- Excerpt provided -
● ● ●

Dish washing is usually done using an implement for the washer to wield, unless done using an automated dishwasher. Commonly used implements include cloths, sponges, brushes or even steel wool. As fingernails are often more effective than soft implements like cloths at dislodging hard particles, washing simply with the hands is also done and can be effective as well. Dishwashing detergent is also generally used, but bar soap can be used acceptably, as well. Rubber gloves are often worn when washing dishes by people who are sensitive to hot water or dish-washing liquids, those who do not want to touch the old food particles, or those who do not wish to get as wet. According to dermatologists, the use of protective gloves is highly recommended whenever working with water and cleaning products, since some chemicals may damage the skin, or allergies may develop in some individuals. Many people also wear aprons.
There is also variation in the temperature and state of water. Some people prefer cold water or hot water, and some people prefer running water or standing water.
Where dishes are to be shared among many, such as in restaurants, sanitization is necessary and desirable in order to prevent spread of microorganisms. Most restaurants have three-compartment sinks (depending on country or state regulations) and use the three-sink system (washing, rinsing and sanitizing of dirty dishes) with the first compartment containing a combination of warm water and soap or detergent. Water within the first compartment often needs to be between 95 and 120 degrees Fahrenheit (35 and 49 °C) (according to applicable health codes).
Most institutions have a dish-washing machine which sanitizes dishes by a final rinse in either very hot water or a chemical sanitizing solution such as dilute bleach solution (50-100 parts per million chlorine; about 2 ml of 5% bleach per litre of water, approximately one capful of bleach per gallon water). Dishes are placed on large trays and fed onto rollers through the machine. Dishwashers typically exceed 145 °F (63 °C) and kill all germs, while hand-washing reaches temperatures of at most 104 °F (40 °C).
While not environmentally friendly, the use of bleach is critical to sanitation when large groups are involved: it evaporates completely, it is cheap, and it kills most germs. Cabinets, refrigerators, countertops, and anything else touched by people in a large group setting should be periodically wiped or sprayed with a dilute bleach solution after being washed with soapy water and rinsed in clean water.
However, bleach is less effective in the presence of organic debris, so a small amount of food residue can be enough to permit survival of, e.g., Salmonella bacteria. Scrubbing followed by soaking in bleach is effective at reducing Salmonella contamination, but even this method does not eliminate Salmonella bacteria.
In hand-washing, plastic brushes with nylon bristles are preferred to washcloths or sponges, which can spread microorganisms. Use of soap or sanitizer is mandatory in washing by hand in public food facilities.
Traditional dishwashing practice
Traditionally, dishwashing is done by scrubbing the utensils with wet fabric dipped in scrub ash to scrub away the dirt. The utensils are then rinsed in clean water and hung to drip dry. Scrub ash (kharani) is specially made by burning wood for dishwashing. This is a common practice in villages of Asian developing countries like Nepal, Indonesia, and India.

● ● ●

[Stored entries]

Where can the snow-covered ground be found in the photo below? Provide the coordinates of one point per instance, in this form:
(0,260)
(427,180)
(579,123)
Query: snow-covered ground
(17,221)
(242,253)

● ● ●

- Tasks -
A - According to the dishwashing text, what makes bleach less effective?
B - Print everything in the dishwashing text from "While not environmentally" down to "in clean water.".
The records have no role here.

- Responses to the exercise -
A - The presence of organic debris.

B -
While not environmentally friendly, the use of bleach is critical to sanitation when large groups are involved: it evaporates completely, it is cheap, and it kills most germs. Cabinets, refrigerators, countertops, and anything else touched by people in a large group setting should be periodically wiped or sprayed with a dilute bleach solution after being washed with soapy water and rinsed in clean water.